— Testo estratto —
Mi è successo con il romanzo “La Santuzza è una rosa” di Giuseppina Torregrossa pubblicato lo scorso novembre da Feltrinelli. Lo avevo letto nel periodo natalizio, ed avevo considerato, con degli appunti, che poteva essere stimolo per una noterella. Rileggendolo in questi giorni ha fatto coppia con una mia telefonata per chiedere di Clarenza.
Nel romanzo la protagonista è Viciuzza una ragazza di via degli Schioppettieri a Palermo che viene stuprata in un vicolo alla Mezquita la notte di mezzagosto.
Ha sempre vissuto in casa, senza permesso di uscire, e solo quella notte, inseguendo le lucciole, aveva avuto il coraggio di affrontare la strada.
Nel maggio dell’anno successivo è infastidita dell’aumento di peso, non capisce perché si è bagnata lungo le gambe, e le forze non l’aiutano a fare i servizi di casa. La madre l’ha sempre considerata una servetta.
Fortuna che è in compagnia di una ragazza, che spesso fa visita a lei ed altre bisognose del rione Tribunali. E’ proprio questa amica che la assisterà nel momento in cui, perse le forze, sviene e sarà da lei gentilmente risvegliata per essere guidata nel travaglio e nel parto. Nasce una bimba, e Viciuzza decide che deve chiamarsi Liuzza come la sua amica.

— Materiale fornito —
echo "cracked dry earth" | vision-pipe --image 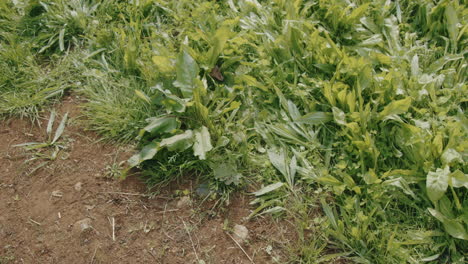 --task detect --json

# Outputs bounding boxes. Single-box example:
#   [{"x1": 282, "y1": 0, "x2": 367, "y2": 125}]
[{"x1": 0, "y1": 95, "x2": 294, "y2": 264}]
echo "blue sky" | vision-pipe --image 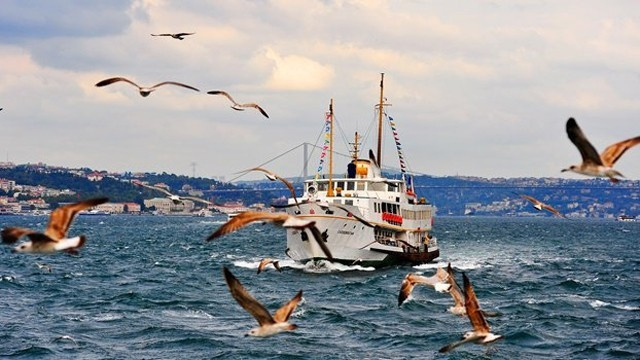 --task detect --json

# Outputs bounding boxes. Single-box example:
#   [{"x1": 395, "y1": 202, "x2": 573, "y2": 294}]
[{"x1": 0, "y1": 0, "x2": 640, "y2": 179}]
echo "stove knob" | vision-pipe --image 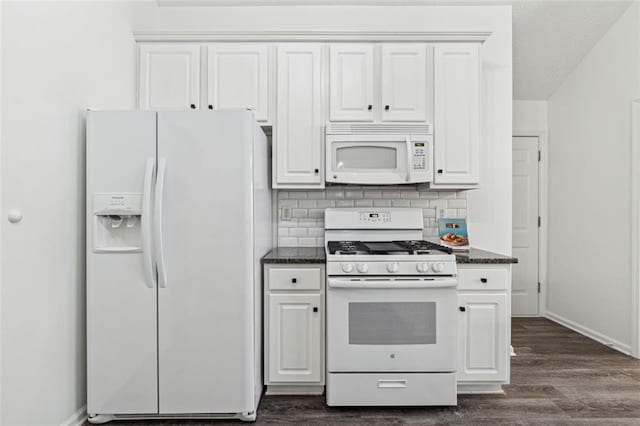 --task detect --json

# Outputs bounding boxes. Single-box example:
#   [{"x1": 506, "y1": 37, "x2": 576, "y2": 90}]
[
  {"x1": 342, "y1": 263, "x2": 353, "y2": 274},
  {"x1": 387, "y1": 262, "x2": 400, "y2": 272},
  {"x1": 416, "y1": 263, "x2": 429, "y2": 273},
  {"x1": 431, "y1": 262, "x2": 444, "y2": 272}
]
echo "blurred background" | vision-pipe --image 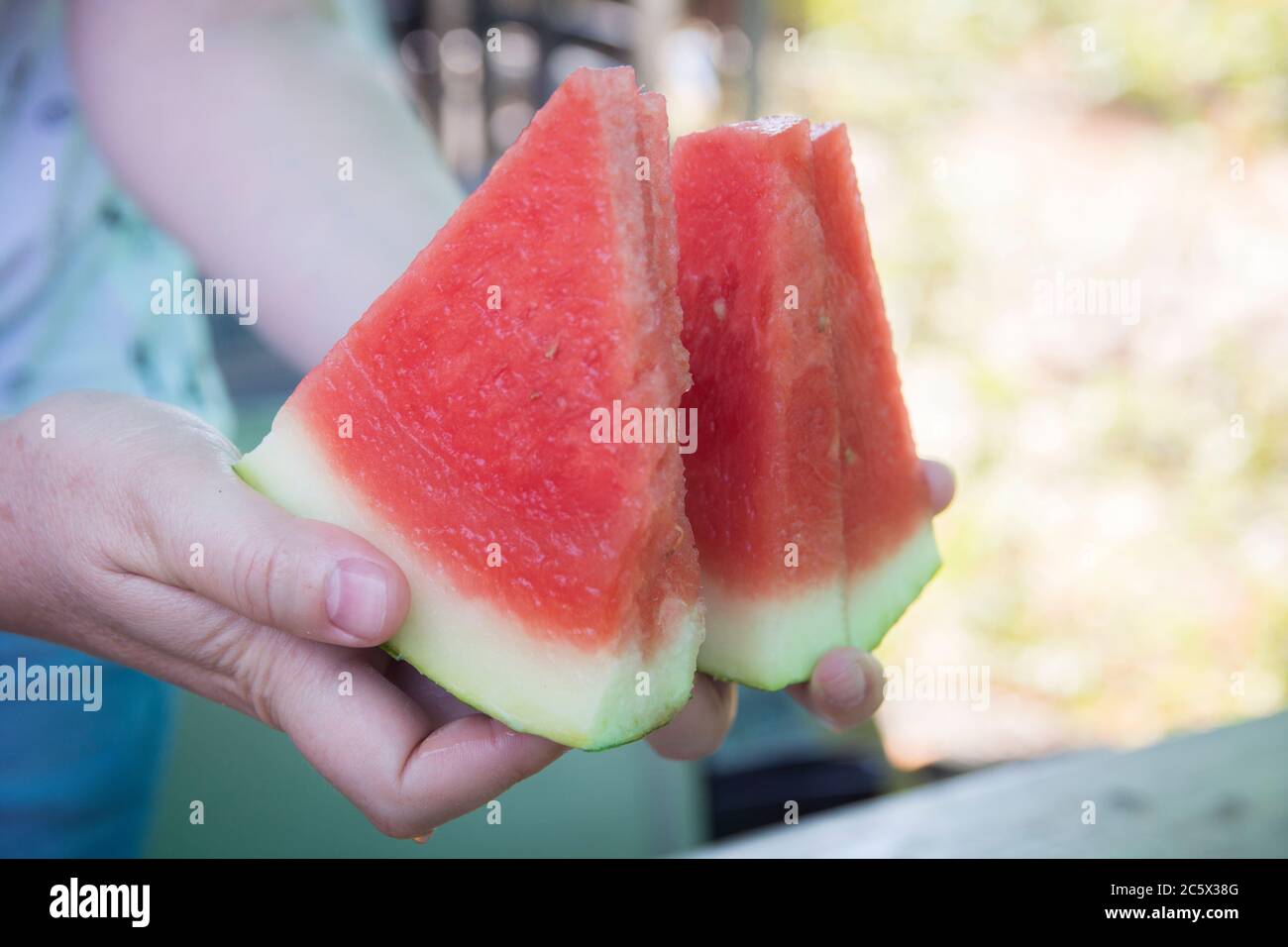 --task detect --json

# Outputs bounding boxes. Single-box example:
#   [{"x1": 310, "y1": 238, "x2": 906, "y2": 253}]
* * *
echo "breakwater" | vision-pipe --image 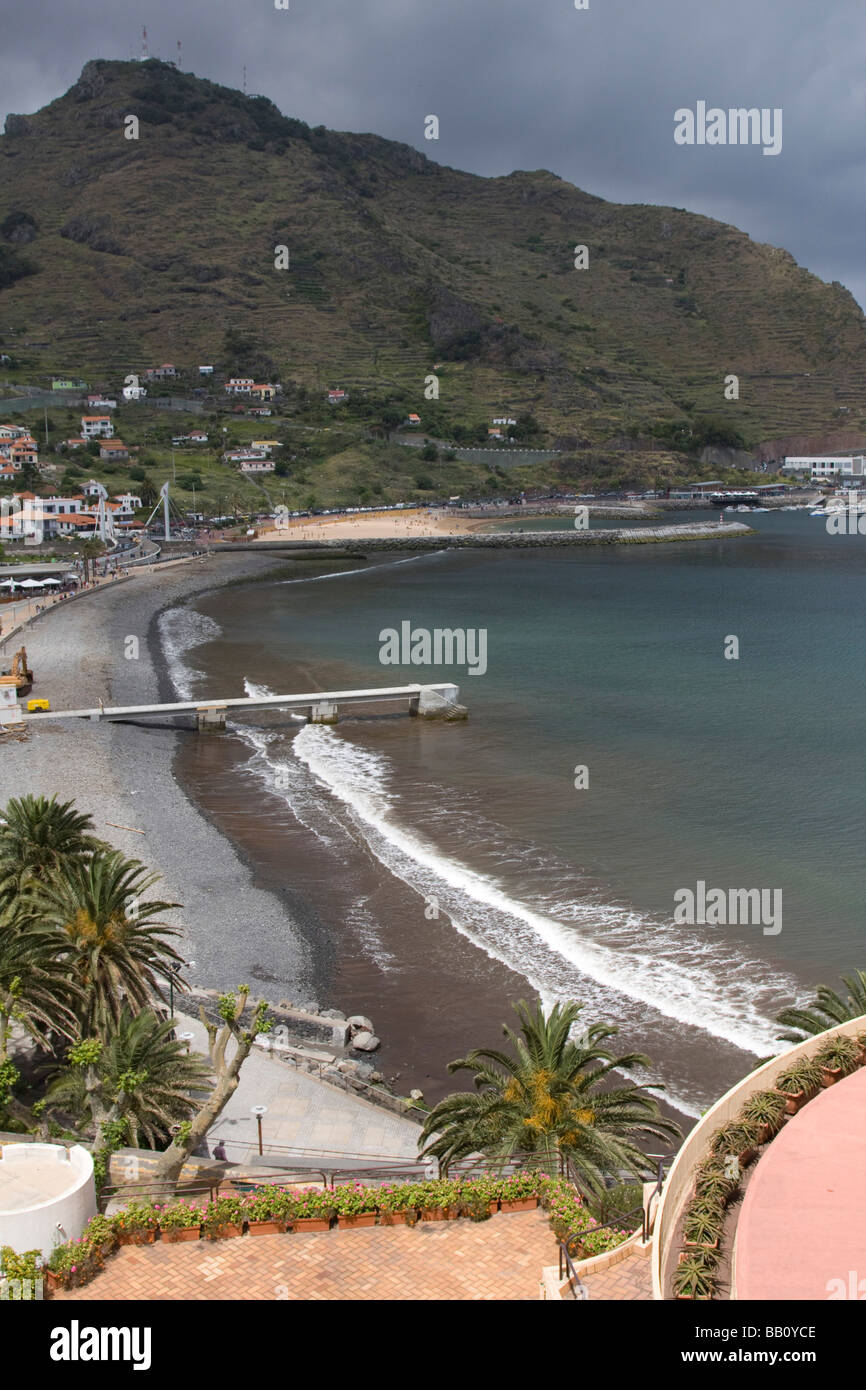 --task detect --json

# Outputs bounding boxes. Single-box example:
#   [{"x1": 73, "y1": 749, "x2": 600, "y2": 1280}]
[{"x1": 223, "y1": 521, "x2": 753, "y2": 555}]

— Compito breve 1 —
Nel brano sul romanzo, scambia "servetta" con "cameriera" e riscrivi tutto il passo da "Nel maggio dell’anno" giù fino a "la sua amica.".
— Compito breve 2 —
In quale via di Palermo abita Viciuzza, secondo il brano sul romanzo?
— Compito breve 3 —
Come prosegue il brano sul romanzo "La Santuzza è una rosa"? Scrivine il seguito a partire dall'ultima frase.

— Risultato finale 1 —
Nel maggio dell’anno successivo è infastidita dell’aumento di peso, non capisce perché si è bagnata lungo le gambe, e le forze non l’aiutano a fare i servizi di casa. La madre l’ha sempre considerata una cameriera.
Fortuna che è in compagnia di una ragazza, che spesso fa visita a lei ed altre bisognose del rione Tribunali. E’ proprio questa amica che la assisterà nel momento in cui, perse le forze, sviene e sarà da lei gentilmente risvegliata per essere guidata nel travaglio e nel parto. Nasce una bimba, e Viciuzza decide che deve chiamarsi Liuzza come la sua amica.

— Risultato finale 2 —
In via degli Schioppettieri.

— Risultato finale 3 —
Viciuzza è magrissima e debolissima, ha la testa grossa per il suo collo esile e non riesce a tenerla dritta, ha le spallucce magre che si aprono sul dorso come ali rachitiche. E’ “pizzudda pizzudda”. Una pezzuola lisa e floscia, le braccia e le gambe spesso non hanno alcuna forza per essere mosse, oppure vanno per i fatti loro.
L’amica per aiutarla nel travaglio l’ha massaggiata per farle sentire meno male, l’ha confortata nel momento in cui i dolori erano inevitabili per partorire, l’ha consigliata su come comportarsi in quel momento che non si dovrebbe mai assolutamente vivere da sola.
Poi nata la bimba si addormentano.
Verranno subito separate e dopo vicende fortunose si ritroveranno. Una famiglia si prenderà cura di loro, ed è da questo primo incontro tra loro e la famiglia che le accoglie, che nasce la scintilla di collegamento tra Liuzza e Clarenza. La signora vede Viciuzza preoccupata per la sua bambina, per la nuova casa dove andranno a vivere e la nuova vita che dovranno affrontare, e le dice: “la bambina è tua e fai bene a tenerla stretta. Difendila sempre e nel dubbio dà retta al tuo istinto.”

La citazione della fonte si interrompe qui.